======== EXTRACTED RECORDS

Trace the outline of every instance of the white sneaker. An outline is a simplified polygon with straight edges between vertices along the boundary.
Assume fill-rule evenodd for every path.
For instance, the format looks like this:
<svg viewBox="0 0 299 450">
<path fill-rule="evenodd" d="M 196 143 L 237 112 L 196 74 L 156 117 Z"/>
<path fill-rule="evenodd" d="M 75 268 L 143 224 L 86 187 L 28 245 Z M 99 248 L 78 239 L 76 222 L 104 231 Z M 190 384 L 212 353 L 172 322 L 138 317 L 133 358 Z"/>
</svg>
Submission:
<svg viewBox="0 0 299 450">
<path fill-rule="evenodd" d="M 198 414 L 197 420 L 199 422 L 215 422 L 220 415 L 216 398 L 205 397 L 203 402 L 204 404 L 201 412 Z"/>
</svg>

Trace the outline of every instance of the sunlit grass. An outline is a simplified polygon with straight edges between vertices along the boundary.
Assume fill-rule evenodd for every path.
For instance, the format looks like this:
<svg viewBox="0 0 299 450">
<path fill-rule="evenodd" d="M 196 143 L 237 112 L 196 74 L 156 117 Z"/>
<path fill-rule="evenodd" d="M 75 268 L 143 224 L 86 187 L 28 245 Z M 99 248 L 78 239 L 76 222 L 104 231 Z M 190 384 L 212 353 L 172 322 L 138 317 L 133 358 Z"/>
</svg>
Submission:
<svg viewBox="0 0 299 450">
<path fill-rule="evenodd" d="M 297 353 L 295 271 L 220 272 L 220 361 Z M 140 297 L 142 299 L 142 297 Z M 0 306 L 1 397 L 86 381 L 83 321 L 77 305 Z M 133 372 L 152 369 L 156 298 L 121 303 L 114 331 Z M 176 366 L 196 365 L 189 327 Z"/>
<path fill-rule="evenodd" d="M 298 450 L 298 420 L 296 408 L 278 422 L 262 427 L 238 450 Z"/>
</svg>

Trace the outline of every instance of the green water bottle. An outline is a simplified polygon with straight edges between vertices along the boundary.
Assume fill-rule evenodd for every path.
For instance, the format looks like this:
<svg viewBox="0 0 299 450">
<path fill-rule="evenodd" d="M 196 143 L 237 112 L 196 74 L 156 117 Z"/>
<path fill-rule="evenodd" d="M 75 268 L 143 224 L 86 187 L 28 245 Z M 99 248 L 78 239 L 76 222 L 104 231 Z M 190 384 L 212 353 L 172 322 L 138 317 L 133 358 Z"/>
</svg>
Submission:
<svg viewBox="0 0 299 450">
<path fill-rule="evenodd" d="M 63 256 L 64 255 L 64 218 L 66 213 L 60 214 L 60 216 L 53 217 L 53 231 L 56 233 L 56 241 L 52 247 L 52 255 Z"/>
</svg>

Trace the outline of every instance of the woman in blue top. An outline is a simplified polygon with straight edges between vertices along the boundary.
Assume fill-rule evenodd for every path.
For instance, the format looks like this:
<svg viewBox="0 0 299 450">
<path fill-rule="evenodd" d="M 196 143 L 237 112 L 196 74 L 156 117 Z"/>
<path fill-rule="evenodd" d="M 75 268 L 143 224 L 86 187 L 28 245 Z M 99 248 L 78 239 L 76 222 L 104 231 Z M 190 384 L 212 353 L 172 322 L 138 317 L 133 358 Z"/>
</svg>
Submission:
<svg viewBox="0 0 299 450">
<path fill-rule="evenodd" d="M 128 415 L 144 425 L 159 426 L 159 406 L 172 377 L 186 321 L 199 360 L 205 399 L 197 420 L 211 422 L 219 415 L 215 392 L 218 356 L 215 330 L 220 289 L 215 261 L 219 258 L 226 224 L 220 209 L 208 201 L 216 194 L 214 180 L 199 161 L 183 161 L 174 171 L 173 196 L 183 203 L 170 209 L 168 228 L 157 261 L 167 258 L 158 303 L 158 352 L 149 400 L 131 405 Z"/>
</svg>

================

JOB:
Could you edit the rows above by putting "rough polygon" wherever "simplified polygon" appears and leaving everything else untouched?

EXERCISE ANSWER:
Trace the outline of every instance of the white sneaker. An outline is a rough polygon with straight edges between vertices along the boundary.
Assume fill-rule evenodd for every path.
For instance, the format looks like this:
<svg viewBox="0 0 299 450">
<path fill-rule="evenodd" d="M 196 143 L 237 112 L 196 74 L 156 117 Z"/>
<path fill-rule="evenodd" d="M 75 268 L 143 224 L 86 187 L 28 245 Z M 99 248 L 78 239 L 76 222 L 104 231 Z M 190 384 L 212 353 L 172 322 L 138 317 L 133 358 Z"/>
</svg>
Submission:
<svg viewBox="0 0 299 450">
<path fill-rule="evenodd" d="M 198 414 L 197 420 L 199 422 L 215 422 L 220 415 L 216 398 L 205 397 L 203 402 L 204 404 L 201 412 Z"/>
</svg>

Trace the outline of every instance of the sunlit grass. An outline is a rough polygon with straight edges between vertices along the boundary.
Assume fill-rule evenodd for every path.
For instance, the format looks like this:
<svg viewBox="0 0 299 450">
<path fill-rule="evenodd" d="M 196 143 L 237 112 L 196 74 L 156 117 Z"/>
<path fill-rule="evenodd" d="M 75 268 L 143 224 L 86 187 L 28 245 Z M 99 248 L 78 239 L 76 222 L 104 231 Z M 190 384 L 212 353 L 172 322 L 138 317 L 133 358 Z"/>
</svg>
Submission:
<svg viewBox="0 0 299 450">
<path fill-rule="evenodd" d="M 297 353 L 295 271 L 220 272 L 220 361 Z M 140 297 L 142 299 L 142 297 Z M 0 306 L 1 397 L 86 381 L 83 321 L 77 305 Z M 133 372 L 152 369 L 156 298 L 121 303 L 114 331 Z M 176 366 L 196 365 L 189 327 Z"/>
<path fill-rule="evenodd" d="M 298 450 L 298 420 L 296 408 L 278 422 L 262 427 L 238 450 Z"/>
</svg>

Trace the outline of every instance of the green water bottle. An outline is a rough polygon with straight edges between vertices along the boundary.
Assume fill-rule evenodd for every path.
For instance, the format looks like this:
<svg viewBox="0 0 299 450">
<path fill-rule="evenodd" d="M 196 143 L 237 112 L 196 74 L 156 117 Z"/>
<path fill-rule="evenodd" d="M 75 268 L 143 224 L 86 187 L 28 245 Z M 99 248 L 78 239 L 76 222 L 104 231 Z M 190 384 L 212 353 L 172 322 L 138 317 L 133 358 Z"/>
</svg>
Submission:
<svg viewBox="0 0 299 450">
<path fill-rule="evenodd" d="M 63 256 L 64 255 L 64 218 L 66 213 L 60 214 L 60 216 L 53 217 L 53 231 L 56 233 L 56 241 L 52 247 L 52 255 Z"/>
</svg>

Trace the outline of every instance of the woman in blue top. An outline is a rough polygon with straight edges between vertices along the boundary.
Assume fill-rule evenodd for every path.
For instance, the format looks like this:
<svg viewBox="0 0 299 450">
<path fill-rule="evenodd" d="M 196 143 L 237 112 L 196 74 L 156 117 Z"/>
<path fill-rule="evenodd" d="M 75 268 L 143 224 L 86 187 L 28 245 Z M 99 248 L 78 239 L 76 222 L 104 231 Z M 190 384 L 212 353 L 172 322 L 138 317 L 133 358 Z"/>
</svg>
Submission:
<svg viewBox="0 0 299 450">
<path fill-rule="evenodd" d="M 128 415 L 144 425 L 159 426 L 159 406 L 172 377 L 186 321 L 199 360 L 205 399 L 197 420 L 211 422 L 219 415 L 215 392 L 218 356 L 215 330 L 220 289 L 215 261 L 219 258 L 226 224 L 220 209 L 208 201 L 216 194 L 214 180 L 199 161 L 183 161 L 174 171 L 173 196 L 183 203 L 170 209 L 168 228 L 157 261 L 167 258 L 158 303 L 158 352 L 149 400 L 131 405 Z"/>
</svg>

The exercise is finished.